Exactly two years ago my weekly volunteering in an English for Speakers of Other Languages class at my local community centre abruptly came to a halt as the lockdown started.
After a brief hiatus I returned once a week to the community centre, now designated as a community support hub. My role changed to distributing emergency food parcels and organising other practical and emotional support to local residents by phone, online and in person. Greater Manchester had been hit hard by the pandemic and our volunteer led classes didn’t fully restart until spring 2021. Many volunteers returned, but some didn’t.
Similar situations were playing out all over the country.
Local communities rallied round as the lockdown started, although our research suggests this waned to some extent as the pandemic continued. Patterns of helping out in communities have been changed by the pandemic. The 2020/21 Community Life Survey showed the highest ever levels of informal helping out, with 33% of adults helping others outside their families at least once a month. In contrast, only 17% of adults took part in formal volunteering, five percentage points lower than any year since the survey began in 2013/14.

Work order ▸ Copy word for word the section of the volunteering passage that starts with the words "Exactly two years" and ends with "the lockdown started.". The rows that follow have no connection to the volunteering passage.

Provided material ▸

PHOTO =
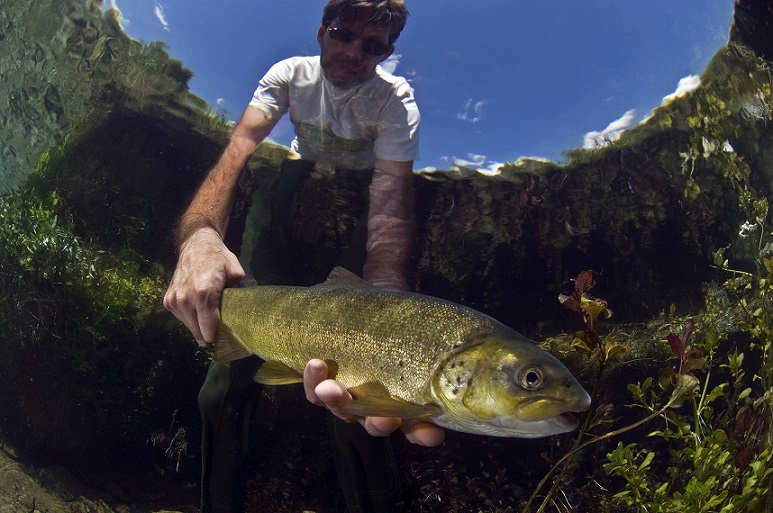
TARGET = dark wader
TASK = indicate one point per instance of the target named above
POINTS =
(366, 466)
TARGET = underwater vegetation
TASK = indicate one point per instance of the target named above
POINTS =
(673, 218)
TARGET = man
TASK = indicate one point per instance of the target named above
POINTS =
(348, 114)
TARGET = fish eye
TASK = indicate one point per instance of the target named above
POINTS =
(531, 378)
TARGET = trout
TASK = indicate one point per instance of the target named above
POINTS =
(403, 354)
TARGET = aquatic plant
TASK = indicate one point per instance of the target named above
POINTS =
(83, 319)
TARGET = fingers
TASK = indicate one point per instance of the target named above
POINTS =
(423, 433)
(331, 394)
(204, 269)
(314, 374)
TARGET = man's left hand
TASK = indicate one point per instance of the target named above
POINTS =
(332, 395)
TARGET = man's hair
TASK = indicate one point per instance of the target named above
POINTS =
(389, 13)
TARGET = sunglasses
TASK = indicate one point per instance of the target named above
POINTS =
(369, 45)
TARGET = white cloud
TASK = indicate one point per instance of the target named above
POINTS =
(472, 111)
(390, 65)
(686, 85)
(610, 133)
(158, 11)
(475, 161)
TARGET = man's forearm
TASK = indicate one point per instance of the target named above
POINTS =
(211, 206)
(391, 230)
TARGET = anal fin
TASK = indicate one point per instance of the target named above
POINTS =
(277, 373)
(390, 407)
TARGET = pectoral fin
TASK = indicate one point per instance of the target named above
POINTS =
(390, 407)
(228, 346)
(277, 373)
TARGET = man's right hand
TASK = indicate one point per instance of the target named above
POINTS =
(205, 267)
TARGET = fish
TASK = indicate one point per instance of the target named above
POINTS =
(403, 354)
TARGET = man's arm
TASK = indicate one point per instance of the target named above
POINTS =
(391, 242)
(391, 225)
(205, 266)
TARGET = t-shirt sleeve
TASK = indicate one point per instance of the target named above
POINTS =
(398, 127)
(273, 93)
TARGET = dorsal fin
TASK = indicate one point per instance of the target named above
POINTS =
(340, 276)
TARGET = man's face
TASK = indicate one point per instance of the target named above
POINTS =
(347, 50)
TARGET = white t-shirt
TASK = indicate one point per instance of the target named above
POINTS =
(346, 128)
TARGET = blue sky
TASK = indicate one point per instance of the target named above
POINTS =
(495, 80)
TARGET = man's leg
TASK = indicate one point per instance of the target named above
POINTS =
(367, 468)
(227, 401)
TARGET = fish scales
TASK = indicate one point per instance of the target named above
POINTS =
(368, 332)
(403, 355)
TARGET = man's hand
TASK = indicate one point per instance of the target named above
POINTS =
(204, 269)
(331, 394)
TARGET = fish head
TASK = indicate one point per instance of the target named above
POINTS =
(507, 386)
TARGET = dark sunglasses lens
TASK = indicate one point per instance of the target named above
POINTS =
(374, 47)
(341, 35)
(369, 46)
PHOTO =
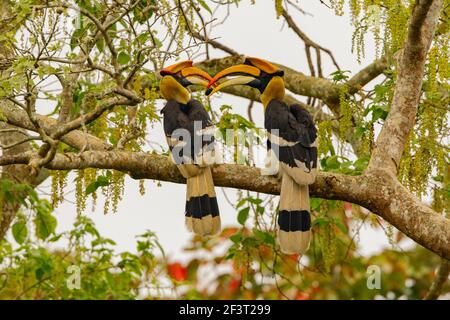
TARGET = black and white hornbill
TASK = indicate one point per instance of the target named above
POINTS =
(291, 137)
(190, 136)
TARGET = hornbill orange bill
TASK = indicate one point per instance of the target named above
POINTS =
(190, 136)
(291, 137)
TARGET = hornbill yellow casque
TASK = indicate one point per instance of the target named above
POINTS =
(291, 137)
(190, 137)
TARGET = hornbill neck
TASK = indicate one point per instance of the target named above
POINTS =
(171, 89)
(274, 90)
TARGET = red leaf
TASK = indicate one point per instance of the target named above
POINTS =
(302, 296)
(234, 284)
(177, 271)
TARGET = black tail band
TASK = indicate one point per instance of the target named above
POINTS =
(294, 220)
(199, 207)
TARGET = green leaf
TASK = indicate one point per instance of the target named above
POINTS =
(20, 231)
(243, 215)
(123, 58)
(45, 224)
(100, 44)
(205, 6)
(379, 113)
(102, 181)
(333, 162)
(237, 237)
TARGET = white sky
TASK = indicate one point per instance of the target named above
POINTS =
(251, 30)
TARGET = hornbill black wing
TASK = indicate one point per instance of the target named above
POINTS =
(177, 127)
(295, 139)
(202, 129)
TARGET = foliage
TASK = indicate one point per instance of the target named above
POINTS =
(35, 263)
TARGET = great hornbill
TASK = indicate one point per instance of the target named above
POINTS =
(190, 137)
(291, 137)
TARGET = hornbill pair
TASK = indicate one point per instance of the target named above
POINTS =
(291, 139)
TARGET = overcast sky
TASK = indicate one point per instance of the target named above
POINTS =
(251, 30)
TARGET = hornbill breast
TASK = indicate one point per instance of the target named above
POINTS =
(291, 136)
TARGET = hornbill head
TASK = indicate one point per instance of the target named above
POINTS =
(178, 77)
(256, 73)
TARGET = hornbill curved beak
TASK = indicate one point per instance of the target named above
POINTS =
(255, 72)
(246, 75)
(186, 74)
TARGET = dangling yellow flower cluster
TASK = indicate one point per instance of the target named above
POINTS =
(279, 7)
(325, 138)
(59, 182)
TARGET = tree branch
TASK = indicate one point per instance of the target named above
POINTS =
(401, 118)
(375, 191)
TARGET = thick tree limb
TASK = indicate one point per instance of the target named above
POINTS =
(401, 118)
(78, 139)
(375, 191)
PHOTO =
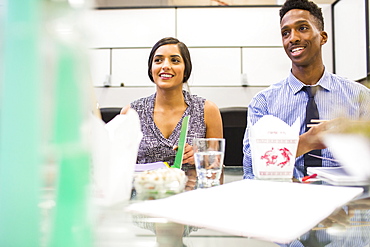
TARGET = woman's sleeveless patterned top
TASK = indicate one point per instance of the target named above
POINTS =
(154, 147)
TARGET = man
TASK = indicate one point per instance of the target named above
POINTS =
(302, 32)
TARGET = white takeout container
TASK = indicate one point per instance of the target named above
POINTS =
(352, 151)
(273, 146)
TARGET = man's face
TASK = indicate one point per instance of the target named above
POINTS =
(302, 40)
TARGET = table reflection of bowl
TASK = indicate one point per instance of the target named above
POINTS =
(352, 151)
(160, 183)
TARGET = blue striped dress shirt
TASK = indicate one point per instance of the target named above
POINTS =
(336, 97)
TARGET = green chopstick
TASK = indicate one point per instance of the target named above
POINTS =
(181, 144)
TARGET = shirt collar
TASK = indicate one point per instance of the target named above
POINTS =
(296, 85)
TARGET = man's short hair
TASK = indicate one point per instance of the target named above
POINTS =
(305, 5)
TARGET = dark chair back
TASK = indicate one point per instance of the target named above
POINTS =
(234, 120)
(108, 113)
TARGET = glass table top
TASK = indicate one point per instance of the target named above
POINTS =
(112, 226)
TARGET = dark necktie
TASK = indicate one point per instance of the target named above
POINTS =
(311, 113)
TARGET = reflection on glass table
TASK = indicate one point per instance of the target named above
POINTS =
(113, 226)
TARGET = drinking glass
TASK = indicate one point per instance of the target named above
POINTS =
(209, 158)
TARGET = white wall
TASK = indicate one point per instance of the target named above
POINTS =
(350, 39)
(235, 51)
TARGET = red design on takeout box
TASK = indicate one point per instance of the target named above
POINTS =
(273, 147)
(279, 157)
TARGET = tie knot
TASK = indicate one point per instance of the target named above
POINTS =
(311, 91)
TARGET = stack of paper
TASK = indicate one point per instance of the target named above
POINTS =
(337, 176)
(273, 211)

Answer box ▸
Exactly two years ago my weekly volunteering in an English for Speakers of Other Languages class at my local community centre abruptly came to a halt as the lockdown started.